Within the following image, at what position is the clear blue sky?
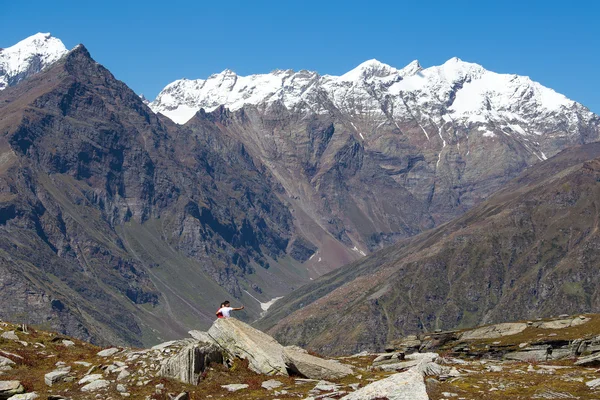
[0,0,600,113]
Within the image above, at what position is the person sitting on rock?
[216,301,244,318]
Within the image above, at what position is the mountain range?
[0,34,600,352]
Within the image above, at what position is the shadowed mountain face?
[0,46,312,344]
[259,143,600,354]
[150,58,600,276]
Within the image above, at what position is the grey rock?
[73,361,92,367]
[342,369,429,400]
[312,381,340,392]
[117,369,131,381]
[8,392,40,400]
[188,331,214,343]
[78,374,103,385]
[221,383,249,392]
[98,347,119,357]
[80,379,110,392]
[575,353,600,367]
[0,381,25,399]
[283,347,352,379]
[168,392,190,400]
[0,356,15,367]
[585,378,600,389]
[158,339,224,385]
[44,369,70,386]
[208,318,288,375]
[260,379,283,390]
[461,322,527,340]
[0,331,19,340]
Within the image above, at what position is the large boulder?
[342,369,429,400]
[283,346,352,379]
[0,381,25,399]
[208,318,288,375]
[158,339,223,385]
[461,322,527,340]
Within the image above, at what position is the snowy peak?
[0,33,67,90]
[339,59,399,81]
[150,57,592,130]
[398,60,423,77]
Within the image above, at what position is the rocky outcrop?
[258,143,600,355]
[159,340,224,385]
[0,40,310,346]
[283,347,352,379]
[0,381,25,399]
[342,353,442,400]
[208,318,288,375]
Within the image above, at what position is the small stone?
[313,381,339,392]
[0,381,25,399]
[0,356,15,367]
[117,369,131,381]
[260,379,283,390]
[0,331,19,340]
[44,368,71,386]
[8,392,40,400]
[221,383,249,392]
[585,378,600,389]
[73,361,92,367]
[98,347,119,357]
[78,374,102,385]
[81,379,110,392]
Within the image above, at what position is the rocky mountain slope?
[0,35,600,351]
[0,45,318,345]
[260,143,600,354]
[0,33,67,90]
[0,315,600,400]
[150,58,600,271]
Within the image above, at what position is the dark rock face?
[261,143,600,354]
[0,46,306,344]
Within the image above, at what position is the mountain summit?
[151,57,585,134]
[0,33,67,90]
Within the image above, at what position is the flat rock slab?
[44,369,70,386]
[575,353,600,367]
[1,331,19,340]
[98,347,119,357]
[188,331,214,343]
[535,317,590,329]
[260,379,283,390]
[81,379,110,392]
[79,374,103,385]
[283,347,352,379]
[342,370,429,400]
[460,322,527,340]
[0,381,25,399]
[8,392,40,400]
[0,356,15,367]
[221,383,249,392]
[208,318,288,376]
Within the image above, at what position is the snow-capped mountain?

--

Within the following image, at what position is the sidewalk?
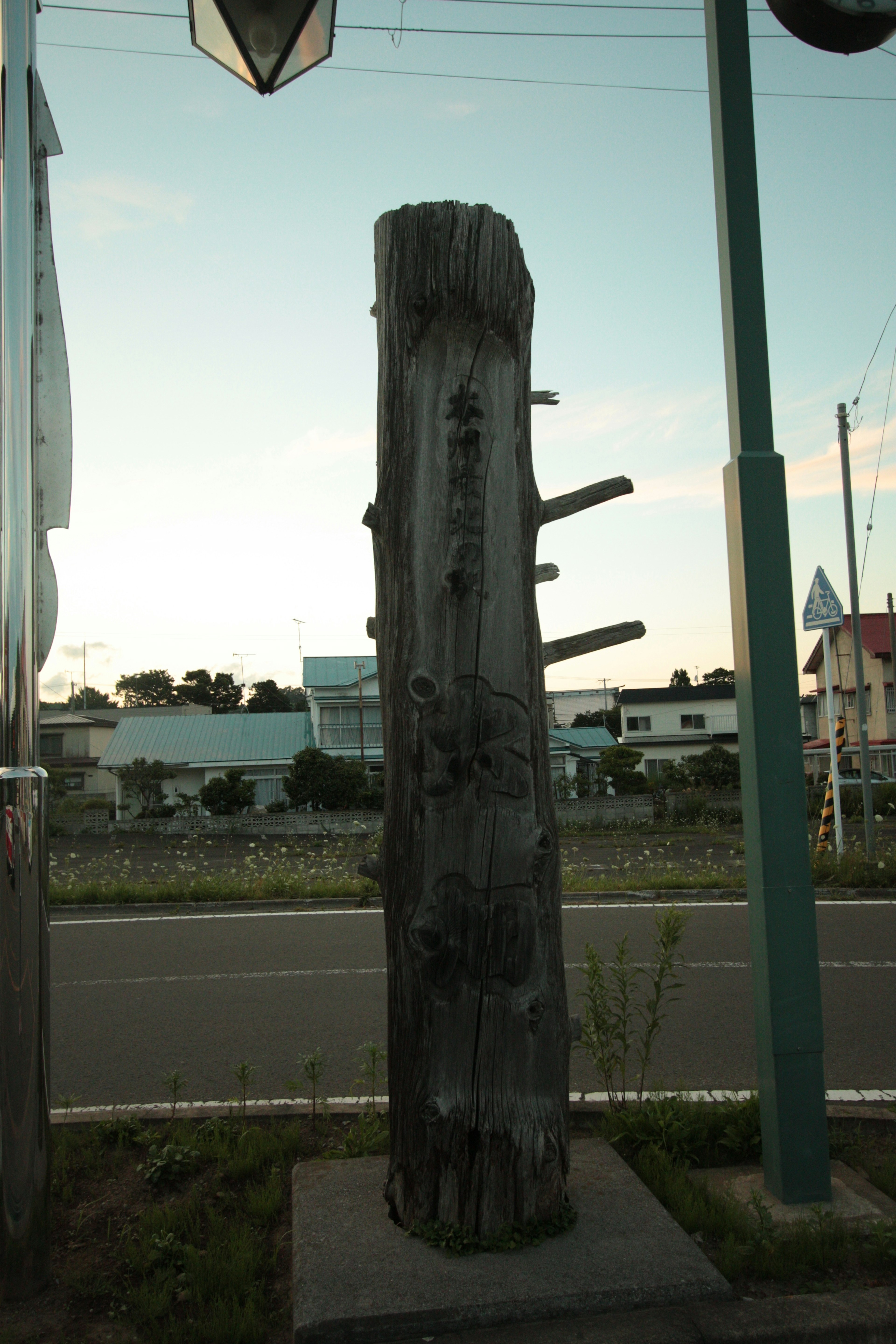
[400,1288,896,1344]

--

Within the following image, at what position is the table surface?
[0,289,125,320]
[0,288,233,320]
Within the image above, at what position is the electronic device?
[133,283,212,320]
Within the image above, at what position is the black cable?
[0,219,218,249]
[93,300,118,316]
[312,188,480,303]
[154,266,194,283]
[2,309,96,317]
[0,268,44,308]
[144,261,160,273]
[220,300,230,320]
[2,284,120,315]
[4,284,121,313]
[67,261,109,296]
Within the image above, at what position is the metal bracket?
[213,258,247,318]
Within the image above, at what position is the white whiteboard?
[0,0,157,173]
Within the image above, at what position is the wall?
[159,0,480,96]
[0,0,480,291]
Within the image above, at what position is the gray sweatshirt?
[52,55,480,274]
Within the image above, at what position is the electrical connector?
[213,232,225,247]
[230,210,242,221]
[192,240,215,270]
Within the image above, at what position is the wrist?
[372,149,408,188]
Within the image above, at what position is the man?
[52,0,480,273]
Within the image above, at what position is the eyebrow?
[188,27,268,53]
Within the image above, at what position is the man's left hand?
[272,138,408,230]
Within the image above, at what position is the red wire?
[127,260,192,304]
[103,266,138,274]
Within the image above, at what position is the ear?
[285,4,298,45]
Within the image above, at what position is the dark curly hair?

*AIM*
Locate each line in the listing that contains the word "rocky" and copy those lines out.

*SOLUTION TO THE PROBLEM*
Within the image above, at what position is the rocky outcrop?
Within the image above, at what position is the rocky mountain slope?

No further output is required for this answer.